Each line of the data must be set down again without a single difference.

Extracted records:
■ ■ ■

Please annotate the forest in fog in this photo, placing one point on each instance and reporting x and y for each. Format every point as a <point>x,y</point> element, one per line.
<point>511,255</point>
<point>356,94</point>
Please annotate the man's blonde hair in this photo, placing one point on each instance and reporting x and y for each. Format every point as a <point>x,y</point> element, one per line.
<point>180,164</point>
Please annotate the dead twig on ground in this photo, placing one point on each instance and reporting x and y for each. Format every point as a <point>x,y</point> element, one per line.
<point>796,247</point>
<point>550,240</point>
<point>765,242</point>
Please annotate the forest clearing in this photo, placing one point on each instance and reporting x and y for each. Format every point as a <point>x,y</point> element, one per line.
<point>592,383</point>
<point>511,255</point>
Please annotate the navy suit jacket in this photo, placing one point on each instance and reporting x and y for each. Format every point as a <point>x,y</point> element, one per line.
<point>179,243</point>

■ ■ ■

EXERCISE ANSWER:
Please annotate the forest in fog in this photo, placing one point on each instance and reporting x and y for each. Format every point as a <point>x,y</point> element, one per line.
<point>511,255</point>
<point>356,94</point>
Please annotate the man's blonde hair in this photo, placing one point on each instance and reporting x and y for each. Format every point as a <point>x,y</point> element, one per line.
<point>180,164</point>
Please annotate the dead twig on ground in this photo, placing one point on each instance and reporting x and y for each. Format every point as a <point>x,y</point> element, one per line.
<point>796,247</point>
<point>550,240</point>
<point>765,242</point>
Please annotate the forest clearing in this photo, placing one point on each instance and reporting x and y for each. Format every point as a <point>x,y</point> element, one per line.
<point>592,383</point>
<point>511,255</point>
Please annotate the navy suit jacket in this photo, placing one point on each instance and reporting x and y for each. Format every point as a <point>x,y</point> element, one per line.
<point>179,243</point>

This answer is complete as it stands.